start

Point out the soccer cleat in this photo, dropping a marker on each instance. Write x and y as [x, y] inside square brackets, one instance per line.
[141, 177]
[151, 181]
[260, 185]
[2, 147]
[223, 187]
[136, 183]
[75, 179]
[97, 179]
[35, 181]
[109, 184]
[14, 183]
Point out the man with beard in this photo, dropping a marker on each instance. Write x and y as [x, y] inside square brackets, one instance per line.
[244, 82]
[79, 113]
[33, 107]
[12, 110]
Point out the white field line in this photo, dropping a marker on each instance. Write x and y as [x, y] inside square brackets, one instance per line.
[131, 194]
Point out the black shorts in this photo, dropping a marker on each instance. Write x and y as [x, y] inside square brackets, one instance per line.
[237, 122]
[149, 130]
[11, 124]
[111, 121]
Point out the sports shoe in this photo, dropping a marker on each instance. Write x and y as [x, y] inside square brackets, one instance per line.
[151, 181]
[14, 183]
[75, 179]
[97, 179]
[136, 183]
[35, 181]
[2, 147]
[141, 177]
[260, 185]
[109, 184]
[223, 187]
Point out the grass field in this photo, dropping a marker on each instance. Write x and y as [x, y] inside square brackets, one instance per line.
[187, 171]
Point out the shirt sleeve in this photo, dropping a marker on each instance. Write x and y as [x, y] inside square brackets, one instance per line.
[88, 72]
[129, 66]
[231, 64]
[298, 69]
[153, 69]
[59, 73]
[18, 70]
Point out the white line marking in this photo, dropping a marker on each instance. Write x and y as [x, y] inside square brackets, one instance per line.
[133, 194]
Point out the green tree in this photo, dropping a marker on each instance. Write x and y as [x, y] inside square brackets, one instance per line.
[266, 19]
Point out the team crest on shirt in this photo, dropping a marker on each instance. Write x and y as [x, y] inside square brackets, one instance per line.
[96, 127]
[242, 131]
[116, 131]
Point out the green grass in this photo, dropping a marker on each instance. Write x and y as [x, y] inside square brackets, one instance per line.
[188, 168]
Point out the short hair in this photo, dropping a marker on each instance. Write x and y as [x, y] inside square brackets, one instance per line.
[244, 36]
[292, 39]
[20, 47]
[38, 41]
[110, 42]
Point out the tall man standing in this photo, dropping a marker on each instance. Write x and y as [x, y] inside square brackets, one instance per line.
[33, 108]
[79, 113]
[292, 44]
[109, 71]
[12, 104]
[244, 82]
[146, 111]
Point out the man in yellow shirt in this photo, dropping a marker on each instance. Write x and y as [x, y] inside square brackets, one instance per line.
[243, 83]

end

**WHAT IS NEEDED:**
Rewrite all of the entries above, putting "placing a pin" wherever "dropping a marker" appears and keeping everything else the same.

**TASK SOLUTION:**
Point out the soccer cleat in this photo, placing a pin on each instance. Write x and y as [x, y] inside square brackets, one instance per line.
[141, 177]
[151, 181]
[260, 185]
[2, 147]
[223, 187]
[136, 183]
[75, 179]
[97, 179]
[35, 181]
[109, 184]
[14, 183]
Point out the man with beard in this photo, placing a pin on each instance. Write x and y as [x, y] inside square brackets, one instance per line.
[244, 82]
[79, 113]
[33, 107]
[12, 110]
Point out the white field line in this photo, placing a pin on each instance. Write x and y as [x, y] inside square brackets, one instance per line.
[131, 194]
Point out the black shorts in this photo, placing a pin on each instance. Write x and y as [x, y] inside square brackets, one instance per line.
[237, 122]
[149, 130]
[11, 124]
[111, 121]
Point out the sports shoe in this photo, placing a pin on each instance. Write x and y as [x, y] inside square brackets, one instance per line.
[151, 181]
[14, 183]
[75, 179]
[97, 179]
[136, 183]
[35, 181]
[2, 147]
[141, 177]
[260, 185]
[109, 184]
[223, 187]
Point out the grass field in this photo, placing a pin on each instance. Write x and y as [x, y] inside square brackets, one instance per line.
[187, 171]
Point out the shirt sleeve in this photo, placing a pin on each instance. Write x and y as [x, y] inside square brackets, one instance per line.
[88, 72]
[129, 66]
[231, 64]
[298, 69]
[153, 69]
[59, 73]
[18, 70]
Point out the white line marking in this photo, placing a pin on each instance. Write x and y as [x, y] inside square brackets, one instance per line.
[133, 194]
Point out the green tree in this photo, placing a pin on each instance. Write x and y as [x, y] inside square brackets, one instance per line.
[266, 19]
Point out the team crest on shirt in this photo, placing a pin on each instance. Write x and y as [x, y] inside square brackets, one instance per line.
[96, 127]
[242, 131]
[116, 131]
Point out the green grass in this photo, placing a pin on each instance. Write x and y as [x, y] inside square brackets, one instance per line.
[188, 168]
Point out the short hair in this photo, placing a pin on each instance. Write x and y as [x, y] inside square brackets, one instance per line.
[244, 36]
[292, 39]
[20, 47]
[38, 41]
[110, 42]
Point out the tall man standing in this photo, placing a pin on each instance. Write x and y as [x, y] inside square brackets, one instance per line.
[33, 108]
[79, 113]
[292, 44]
[109, 71]
[12, 104]
[244, 82]
[146, 111]
Point out the man in yellow shirt in this photo, placing a pin on each instance. Write x and y as [x, y] inside square brackets, one instance per line.
[243, 83]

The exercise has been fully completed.